What you should do —
Each record that follows should be repeated exactly, with no pictures carried over.

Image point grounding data
_ _ _ _ _ _ _

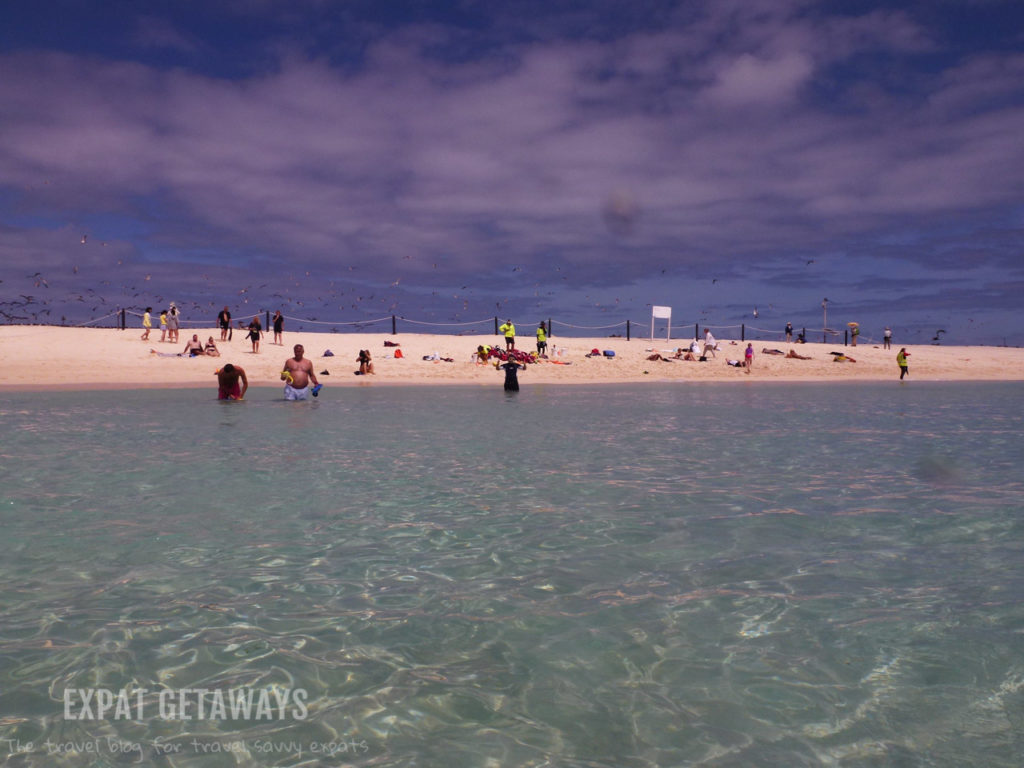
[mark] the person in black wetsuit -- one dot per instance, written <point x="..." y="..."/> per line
<point x="511" y="375"/>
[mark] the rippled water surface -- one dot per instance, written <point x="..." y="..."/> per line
<point x="716" y="576"/>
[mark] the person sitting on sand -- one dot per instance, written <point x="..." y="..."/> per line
<point x="227" y="383"/>
<point x="194" y="346"/>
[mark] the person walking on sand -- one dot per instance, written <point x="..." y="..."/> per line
<point x="297" y="375"/>
<point x="255" y="333"/>
<point x="173" y="323"/>
<point x="279" y="329"/>
<point x="710" y="344"/>
<point x="542" y="340"/>
<point x="227" y="383"/>
<point x="901" y="356"/>
<point x="509" y="330"/>
<point x="224" y="321"/>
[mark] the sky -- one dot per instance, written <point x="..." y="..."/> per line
<point x="738" y="161"/>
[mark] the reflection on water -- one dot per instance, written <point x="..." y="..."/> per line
<point x="722" y="576"/>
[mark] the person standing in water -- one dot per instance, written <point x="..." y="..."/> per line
<point x="297" y="375"/>
<point x="511" y="374"/>
<point x="227" y="383"/>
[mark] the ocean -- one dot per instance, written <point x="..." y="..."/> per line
<point x="715" y="574"/>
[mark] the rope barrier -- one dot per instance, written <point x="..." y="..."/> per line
<point x="332" y="323"/>
<point x="424" y="323"/>
<point x="89" y="323"/>
<point x="588" y="328"/>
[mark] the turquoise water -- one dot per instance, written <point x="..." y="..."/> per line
<point x="714" y="576"/>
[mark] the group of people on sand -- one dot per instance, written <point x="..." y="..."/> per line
<point x="194" y="348"/>
<point x="507" y="329"/>
<point x="170" y="320"/>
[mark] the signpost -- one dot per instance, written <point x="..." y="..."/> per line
<point x="660" y="312"/>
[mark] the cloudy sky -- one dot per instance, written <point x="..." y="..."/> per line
<point x="582" y="161"/>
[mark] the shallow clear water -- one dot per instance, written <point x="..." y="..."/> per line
<point x="719" y="576"/>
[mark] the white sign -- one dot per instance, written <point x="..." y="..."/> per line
<point x="660" y="312"/>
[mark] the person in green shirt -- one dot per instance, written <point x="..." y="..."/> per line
<point x="542" y="339"/>
<point x="901" y="356"/>
<point x="509" y="330"/>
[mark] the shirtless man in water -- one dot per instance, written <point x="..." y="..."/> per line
<point x="297" y="375"/>
<point x="227" y="383"/>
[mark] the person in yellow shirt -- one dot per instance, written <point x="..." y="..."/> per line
<point x="509" y="330"/>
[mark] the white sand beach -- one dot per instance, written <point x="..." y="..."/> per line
<point x="48" y="357"/>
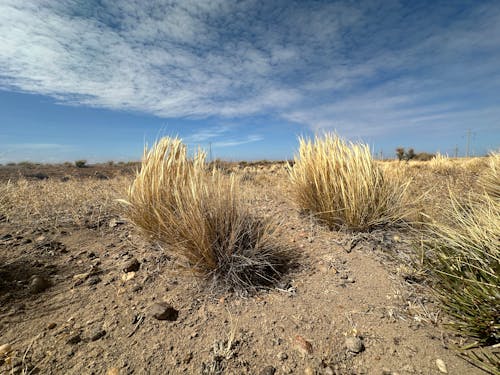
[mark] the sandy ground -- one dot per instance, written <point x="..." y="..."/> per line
<point x="351" y="306"/>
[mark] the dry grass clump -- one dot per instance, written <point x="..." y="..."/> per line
<point x="490" y="178"/>
<point x="53" y="202"/>
<point x="197" y="215"/>
<point x="342" y="185"/>
<point x="463" y="258"/>
<point x="442" y="164"/>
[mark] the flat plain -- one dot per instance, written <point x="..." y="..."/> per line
<point x="78" y="284"/>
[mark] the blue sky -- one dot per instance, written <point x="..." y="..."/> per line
<point x="97" y="79"/>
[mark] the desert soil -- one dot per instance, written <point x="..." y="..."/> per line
<point x="352" y="306"/>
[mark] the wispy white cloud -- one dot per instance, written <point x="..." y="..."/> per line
<point x="239" y="141"/>
<point x="39" y="152"/>
<point x="362" y="68"/>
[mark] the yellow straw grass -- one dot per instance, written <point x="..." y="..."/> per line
<point x="196" y="214"/>
<point x="343" y="186"/>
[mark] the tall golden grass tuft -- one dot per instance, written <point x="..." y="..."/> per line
<point x="490" y="178"/>
<point x="342" y="185"/>
<point x="463" y="257"/>
<point x="196" y="214"/>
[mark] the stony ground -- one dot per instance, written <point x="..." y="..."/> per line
<point x="94" y="298"/>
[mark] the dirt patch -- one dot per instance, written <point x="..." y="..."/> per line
<point x="350" y="308"/>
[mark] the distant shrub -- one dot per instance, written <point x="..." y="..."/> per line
<point x="400" y="153"/>
<point x="423" y="156"/>
<point x="81" y="163"/>
<point x="342" y="185"/>
<point x="463" y="258"/>
<point x="490" y="177"/>
<point x="39" y="176"/>
<point x="196" y="214"/>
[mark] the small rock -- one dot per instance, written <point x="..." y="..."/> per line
<point x="164" y="311"/>
<point x="268" y="370"/>
<point x="38" y="284"/>
<point x="136" y="288"/>
<point x="282" y="356"/>
<point x="128" y="276"/>
<point x="115" y="222"/>
<point x="441" y="366"/>
<point x="302" y="345"/>
<point x="5" y="349"/>
<point x="94" y="280"/>
<point x="132" y="265"/>
<point x="354" y="344"/>
<point x="98" y="334"/>
<point x="75" y="339"/>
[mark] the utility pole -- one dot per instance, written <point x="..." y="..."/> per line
<point x="467" y="144"/>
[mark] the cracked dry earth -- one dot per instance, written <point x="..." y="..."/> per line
<point x="349" y="308"/>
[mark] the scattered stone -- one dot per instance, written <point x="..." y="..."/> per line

_ _ _ _ _ _ _

Output for this exercise —
[mark] the person in black wetsuit -- one dot per instance, written <point x="..." y="..."/> per line
<point x="511" y="375"/>
[mark] the rippled water surface -- one dot per instance, written <point x="..." y="..."/> per line
<point x="716" y="576"/>
[mark] the person sitting on sand -- one dot per instance, written <point x="..." y="..."/> per line
<point x="227" y="383"/>
<point x="194" y="346"/>
[mark] the person walking on sand -- one dot per instance, written <point x="..." y="..."/> per line
<point x="297" y="375"/>
<point x="255" y="333"/>
<point x="173" y="323"/>
<point x="279" y="329"/>
<point x="710" y="344"/>
<point x="542" y="340"/>
<point x="227" y="383"/>
<point x="901" y="356"/>
<point x="509" y="330"/>
<point x="224" y="321"/>
[mark] the sky -- one dot per instance, written <point x="..." y="..."/> per line
<point x="738" y="161"/>
[mark] the reflection on water -- one dot per instance, written <point x="..." y="..."/> per line
<point x="722" y="576"/>
[mark] the person standing in water -- one dot per instance, written <point x="..." y="..."/> per line
<point x="297" y="375"/>
<point x="511" y="374"/>
<point x="227" y="383"/>
[mark] the ocean -- one dot per instance, written <point x="..." y="..."/> per line
<point x="715" y="574"/>
[mark] the rope barrier -- one dot per instance, written <point x="..." y="..."/> per line
<point x="332" y="323"/>
<point x="424" y="323"/>
<point x="89" y="323"/>
<point x="588" y="328"/>
[mark] the turquoise water -- one dot per instance, written <point x="..." y="..."/> per line
<point x="714" y="576"/>
[mark] the group of people on sand -- one dot per instance, written <point x="..." y="..."/> per line
<point x="194" y="348"/>
<point x="507" y="329"/>
<point x="170" y="320"/>
[mark] the signpost -- one dot per instance, written <point x="..." y="..."/> per line
<point x="660" y="312"/>
[mark] the cloudy sky -- one dot per instance, written <point x="..." y="..."/> per line
<point x="582" y="161"/>
[mark] the shallow clear water -- one dot per instance, written <point x="..." y="..."/> per line
<point x="719" y="576"/>
[mark] the white sign -- one dot per instance, written <point x="..." y="..."/> per line
<point x="660" y="312"/>
[mark] the person in green shirt -- one dot per instance, written <point x="..." y="..."/> per line
<point x="542" y="339"/>
<point x="901" y="356"/>
<point x="509" y="330"/>
[mark] the shirtless man in water -- one dot per instance, written <point x="..." y="..."/> per line
<point x="297" y="375"/>
<point x="227" y="383"/>
[mark] the person in yellow shirt -- one dot per instance, written <point x="..." y="..."/> per line
<point x="509" y="330"/>
[mark] the white sand beach -- one dot per instance, written <point x="..." y="..."/> per line
<point x="48" y="357"/>
[mark] the sandy ground -- one dot per instance, written <point x="..." y="..."/> per line
<point x="351" y="306"/>
[mark] the dry grass clump -- one dot per instance, written <point x="..." y="..."/> per line
<point x="490" y="178"/>
<point x="53" y="202"/>
<point x="197" y="215"/>
<point x="342" y="185"/>
<point x="463" y="258"/>
<point x="442" y="164"/>
[mark] the flat plain -- one dot per instance, written <point x="..." y="..."/> per line
<point x="78" y="284"/>
[mark] the blue sky -- one dot per instance, written <point x="..." y="..."/> per line
<point x="97" y="79"/>
[mark] the desert soil -- one dot per instance, written <point x="..." y="..."/> per line
<point x="352" y="306"/>
[mark] the wispy white cloud -- one dot per instance, written <point x="..." y="..."/> per line
<point x="239" y="141"/>
<point x="39" y="152"/>
<point x="362" y="68"/>
[mark] the yellow straw grass -- one dot per instance, written <point x="..." y="..."/> per line
<point x="196" y="214"/>
<point x="343" y="186"/>
[mark] the tall golden grass tuft -- one dot per instance, written <point x="..." y="..."/> per line
<point x="490" y="178"/>
<point x="342" y="185"/>
<point x="463" y="257"/>
<point x="196" y="214"/>
[mark] the stony ground -- one dot per instance, written <point x="..." y="..."/> per line
<point x="94" y="298"/>
[mark] the dirt patch -- one dot per instance, written <point x="..." y="..."/> per line
<point x="350" y="308"/>
[mark] the distant shrub -- one dot per instance, written <point x="..." y="..."/> per line
<point x="400" y="153"/>
<point x="423" y="156"/>
<point x="81" y="163"/>
<point x="342" y="185"/>
<point x="463" y="258"/>
<point x="490" y="177"/>
<point x="39" y="176"/>
<point x="196" y="214"/>
[mark] the small rock -- one dot per instance, written <point x="..." y="..."/> per line
<point x="164" y="311"/>
<point x="268" y="370"/>
<point x="38" y="284"/>
<point x="136" y="288"/>
<point x="282" y="356"/>
<point x="128" y="276"/>
<point x="115" y="222"/>
<point x="441" y="366"/>
<point x="302" y="345"/>
<point x="5" y="349"/>
<point x="94" y="280"/>
<point x="132" y="265"/>
<point x="354" y="344"/>
<point x="98" y="334"/>
<point x="75" y="339"/>
[mark] the utility pole -- one dot per instance, written <point x="..." y="..."/> per line
<point x="467" y="144"/>
[mark] the cracked dry earth -- one dot per instance, written <point x="..." y="..."/> per line
<point x="349" y="308"/>
[mark] the scattered stone -- one dot per instance, written <point x="..." y="..."/> per line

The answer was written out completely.